## [TEXT SHOWN]
★ ★ ★ ★
Seismic Hazard Analysis
Seismic hazard analysis involves the quantitative estimation of ground shaking hazards at a particular area. Seismic hazards can be analyzed deterministically as and when a particular earthquake scenario is assumed, or probabilistically, in which uncertainties in earthquake size, location, and time of occurrence are explicitly considered (Kramer, 1996). A critical part of seismic hazard analysis is the determination of Peak Ground Acceleration (PGA) and response acceleration (spectral acceleration) for an area/site. Spectral acceleration (Sa) is preferred for the design of civil engineering structures. It is an accepted trend in engineering practice to develop design response spectrum for different types of foundation materials such as rock, hard soil and weak soils. Analysis of lineaments and faults helps in understanding the regional seismotectonic activity of the area. Lineaments are linear features seen on the surface of earth which represents faults, features, shear zones, joints, litho contacts, dykes, etc; and are of great relevance to geoscientists.
Deterministic Seismic Hazard Analysis (DSHA)
Krinitzsky (2005) highlights that a Deterministic Seismic Hazard Analysis (DSHA) uses geology and seismic history to identify earthquake sources and to interpret the strongest earthquake each source is capable of producing regardless of time, because that earthquake might happen tomorrow. Those are the Maximum Credible Earthquakes (MCEs), the largest earthquakes that can reasonably be expected. As we cannot safely predict when an earthquake will happen, the MCEs are what a critical structure should be designed for if the structure is to avoid surprises. Deterministic seismic hazard assessment is carried out to identify the Maximum Credible Earthquake (MCE) that will affect a site. The MCE is the largest earthquake that appears possible along a recognized fault under the presently known or presumed tectonic activity (USCOLD, 1995), which will cause the most severe consequences to the site.
★ ★ ★ ★
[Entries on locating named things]
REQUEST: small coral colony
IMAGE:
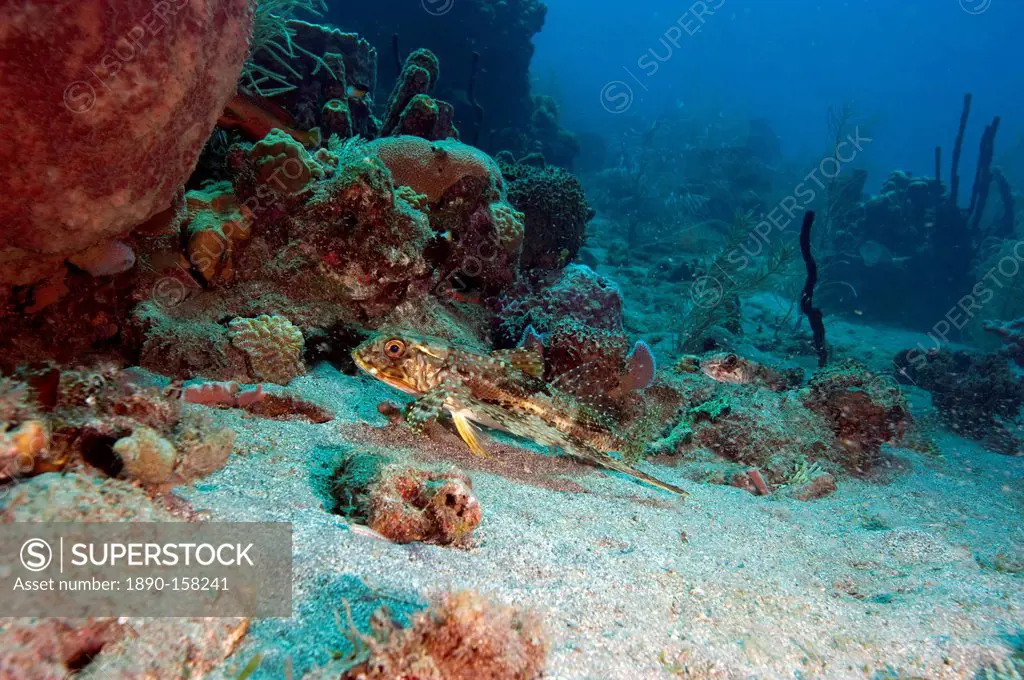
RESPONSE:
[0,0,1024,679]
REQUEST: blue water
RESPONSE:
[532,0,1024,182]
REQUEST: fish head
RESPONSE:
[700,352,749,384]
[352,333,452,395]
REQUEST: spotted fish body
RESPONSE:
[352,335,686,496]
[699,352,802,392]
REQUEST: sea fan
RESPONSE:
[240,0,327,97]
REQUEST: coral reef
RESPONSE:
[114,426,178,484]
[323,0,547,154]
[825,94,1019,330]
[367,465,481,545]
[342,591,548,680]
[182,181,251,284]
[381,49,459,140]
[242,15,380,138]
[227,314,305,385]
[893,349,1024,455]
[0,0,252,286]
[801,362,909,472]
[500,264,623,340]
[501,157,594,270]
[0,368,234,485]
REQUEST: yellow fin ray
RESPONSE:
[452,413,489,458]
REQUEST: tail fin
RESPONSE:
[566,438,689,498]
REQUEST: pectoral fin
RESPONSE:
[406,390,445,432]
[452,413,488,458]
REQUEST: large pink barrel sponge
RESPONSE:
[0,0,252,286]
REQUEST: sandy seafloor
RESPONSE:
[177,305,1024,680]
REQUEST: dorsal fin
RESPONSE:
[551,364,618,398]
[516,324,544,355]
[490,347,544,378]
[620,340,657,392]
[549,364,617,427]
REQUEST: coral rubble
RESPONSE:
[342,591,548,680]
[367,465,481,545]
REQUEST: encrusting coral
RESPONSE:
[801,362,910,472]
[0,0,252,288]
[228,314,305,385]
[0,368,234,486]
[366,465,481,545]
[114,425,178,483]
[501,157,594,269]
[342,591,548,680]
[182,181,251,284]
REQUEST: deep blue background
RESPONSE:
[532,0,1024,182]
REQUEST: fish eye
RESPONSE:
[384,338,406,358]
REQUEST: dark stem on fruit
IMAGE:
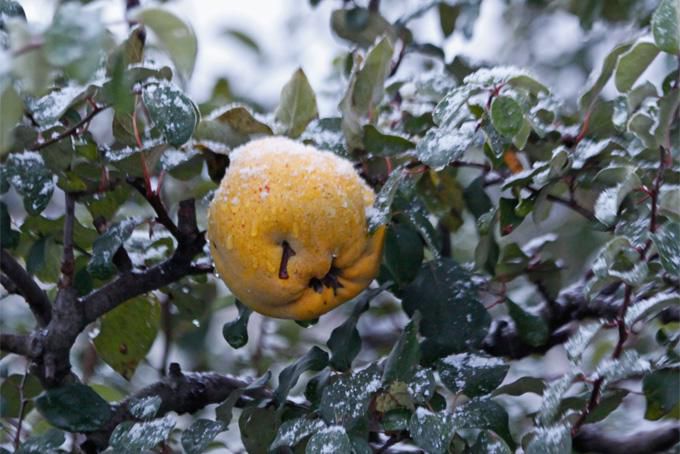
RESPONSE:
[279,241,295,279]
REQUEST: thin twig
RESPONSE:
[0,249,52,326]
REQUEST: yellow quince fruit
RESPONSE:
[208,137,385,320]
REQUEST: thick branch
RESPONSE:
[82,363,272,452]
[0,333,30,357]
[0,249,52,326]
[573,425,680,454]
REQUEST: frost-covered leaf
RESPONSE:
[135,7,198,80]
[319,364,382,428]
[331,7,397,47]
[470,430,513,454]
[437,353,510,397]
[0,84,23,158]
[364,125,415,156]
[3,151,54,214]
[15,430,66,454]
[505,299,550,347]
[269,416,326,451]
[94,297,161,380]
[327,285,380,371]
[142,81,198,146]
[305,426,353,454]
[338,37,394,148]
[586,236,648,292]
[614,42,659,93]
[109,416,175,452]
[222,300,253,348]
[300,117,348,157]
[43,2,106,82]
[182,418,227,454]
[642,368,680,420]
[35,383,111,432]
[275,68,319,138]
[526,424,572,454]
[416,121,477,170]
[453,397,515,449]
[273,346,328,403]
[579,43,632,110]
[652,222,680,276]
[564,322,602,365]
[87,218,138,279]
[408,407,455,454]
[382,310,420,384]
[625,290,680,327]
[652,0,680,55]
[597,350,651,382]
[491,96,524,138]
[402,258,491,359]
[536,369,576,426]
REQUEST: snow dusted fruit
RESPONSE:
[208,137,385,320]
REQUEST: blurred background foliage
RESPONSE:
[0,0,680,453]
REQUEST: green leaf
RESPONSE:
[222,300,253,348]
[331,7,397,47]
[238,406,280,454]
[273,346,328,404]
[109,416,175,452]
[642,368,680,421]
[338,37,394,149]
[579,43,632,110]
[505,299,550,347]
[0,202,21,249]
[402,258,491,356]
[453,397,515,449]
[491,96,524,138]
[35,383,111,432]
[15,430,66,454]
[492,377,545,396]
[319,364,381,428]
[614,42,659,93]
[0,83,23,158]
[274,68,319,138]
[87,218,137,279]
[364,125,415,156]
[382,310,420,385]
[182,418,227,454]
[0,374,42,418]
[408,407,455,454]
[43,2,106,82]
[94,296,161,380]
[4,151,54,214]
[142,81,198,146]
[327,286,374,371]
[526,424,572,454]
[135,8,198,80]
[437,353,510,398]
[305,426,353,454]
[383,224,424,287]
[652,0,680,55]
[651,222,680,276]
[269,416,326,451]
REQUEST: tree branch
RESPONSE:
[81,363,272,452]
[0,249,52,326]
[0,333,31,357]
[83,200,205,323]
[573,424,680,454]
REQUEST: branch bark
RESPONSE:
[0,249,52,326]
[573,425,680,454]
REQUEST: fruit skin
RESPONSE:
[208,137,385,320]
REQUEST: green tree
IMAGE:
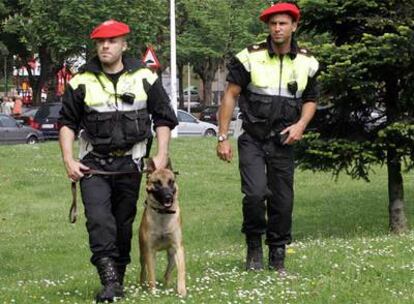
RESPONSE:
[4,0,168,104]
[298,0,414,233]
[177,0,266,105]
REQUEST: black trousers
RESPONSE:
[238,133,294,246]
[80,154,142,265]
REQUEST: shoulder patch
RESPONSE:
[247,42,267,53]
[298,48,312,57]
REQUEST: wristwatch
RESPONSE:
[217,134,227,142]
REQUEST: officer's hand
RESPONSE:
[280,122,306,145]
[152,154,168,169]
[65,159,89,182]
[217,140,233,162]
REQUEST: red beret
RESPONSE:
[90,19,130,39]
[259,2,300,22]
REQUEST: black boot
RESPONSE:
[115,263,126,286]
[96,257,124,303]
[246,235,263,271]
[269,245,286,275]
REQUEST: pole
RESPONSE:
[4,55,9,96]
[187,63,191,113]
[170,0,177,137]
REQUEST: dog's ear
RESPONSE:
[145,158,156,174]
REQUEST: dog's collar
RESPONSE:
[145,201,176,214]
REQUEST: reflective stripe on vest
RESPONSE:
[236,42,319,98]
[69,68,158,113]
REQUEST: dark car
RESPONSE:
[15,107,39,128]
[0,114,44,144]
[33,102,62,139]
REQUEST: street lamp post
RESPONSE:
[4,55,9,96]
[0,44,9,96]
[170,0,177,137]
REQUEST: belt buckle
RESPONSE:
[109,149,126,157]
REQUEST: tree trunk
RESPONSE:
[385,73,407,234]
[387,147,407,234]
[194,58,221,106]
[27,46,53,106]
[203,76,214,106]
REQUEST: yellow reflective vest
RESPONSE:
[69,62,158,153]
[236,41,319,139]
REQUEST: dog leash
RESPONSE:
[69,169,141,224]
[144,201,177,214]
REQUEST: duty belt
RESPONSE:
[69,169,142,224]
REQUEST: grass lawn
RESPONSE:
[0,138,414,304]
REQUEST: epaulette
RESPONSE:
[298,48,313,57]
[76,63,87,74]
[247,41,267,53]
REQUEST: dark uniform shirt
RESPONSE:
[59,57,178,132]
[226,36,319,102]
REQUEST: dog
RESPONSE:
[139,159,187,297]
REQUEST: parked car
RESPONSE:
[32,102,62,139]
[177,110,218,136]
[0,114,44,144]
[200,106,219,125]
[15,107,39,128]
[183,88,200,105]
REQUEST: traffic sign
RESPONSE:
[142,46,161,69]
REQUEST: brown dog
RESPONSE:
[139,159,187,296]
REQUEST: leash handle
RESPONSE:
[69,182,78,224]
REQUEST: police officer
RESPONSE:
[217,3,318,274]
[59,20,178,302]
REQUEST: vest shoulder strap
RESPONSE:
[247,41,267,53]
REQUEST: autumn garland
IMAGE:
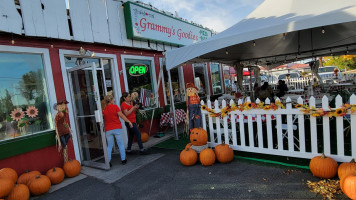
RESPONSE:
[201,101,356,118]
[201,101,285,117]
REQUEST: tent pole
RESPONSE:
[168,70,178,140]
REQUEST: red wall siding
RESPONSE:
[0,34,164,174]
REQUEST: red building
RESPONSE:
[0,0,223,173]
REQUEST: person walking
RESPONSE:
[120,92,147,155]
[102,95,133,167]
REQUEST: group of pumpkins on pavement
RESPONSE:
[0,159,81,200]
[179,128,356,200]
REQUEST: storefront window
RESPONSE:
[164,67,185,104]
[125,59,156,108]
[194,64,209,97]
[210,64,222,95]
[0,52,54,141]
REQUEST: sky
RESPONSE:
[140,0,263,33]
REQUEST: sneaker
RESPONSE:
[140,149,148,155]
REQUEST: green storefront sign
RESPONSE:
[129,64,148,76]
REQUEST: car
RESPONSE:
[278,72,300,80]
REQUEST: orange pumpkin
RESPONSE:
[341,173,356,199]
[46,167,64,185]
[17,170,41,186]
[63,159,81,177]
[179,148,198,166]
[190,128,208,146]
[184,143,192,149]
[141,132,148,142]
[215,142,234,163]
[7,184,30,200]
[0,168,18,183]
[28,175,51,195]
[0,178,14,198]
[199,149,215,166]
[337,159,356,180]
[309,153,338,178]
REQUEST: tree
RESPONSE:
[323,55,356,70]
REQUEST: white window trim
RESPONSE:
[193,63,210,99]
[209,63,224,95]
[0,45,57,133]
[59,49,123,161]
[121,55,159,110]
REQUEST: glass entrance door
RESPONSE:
★ ★ ★ ★
## [REQUIREMENTS]
**1.** In the seismic hazard analysis text, which kind of acceleration is preferred for designing civil engineering structures?
**2.** Rewrite the records from the line with "REQUEST: pole" up to and including the line with "[144,201,177,214]", swapping "dog" for "canine" and leaving everything else unchanged.

## [THE REPLIES]
**1.** Spectral acceleration (Sa).

**2.**
REQUEST: pole
RESPONSE:
[4,55,9,96]
[187,63,191,113]
[170,0,177,137]
REQUEST: canine's ear
RESPONSE:
[145,158,156,174]
REQUEST: canine's collar
RESPONSE:
[145,201,176,214]
REQUEST: reflective stripe on vest
RESPONSE:
[236,42,319,98]
[69,68,158,113]
REQUEST: dark car
RESPONSE:
[15,107,39,128]
[0,114,44,144]
[33,102,62,139]
REQUEST: street lamp post
RESPONSE:
[4,55,9,96]
[0,44,9,96]
[170,0,177,137]
REQUEST: belt buckle
RESPONSE:
[109,149,126,157]
REQUEST: tree trunk
RESPONSE:
[385,73,407,234]
[387,147,407,234]
[194,58,221,106]
[27,46,53,106]
[203,76,214,106]
REQUEST: yellow reflective vest
RESPONSE:
[69,62,158,153]
[236,41,319,139]
REQUEST: canine leash
RESPONSE:
[69,169,141,224]
[144,201,177,214]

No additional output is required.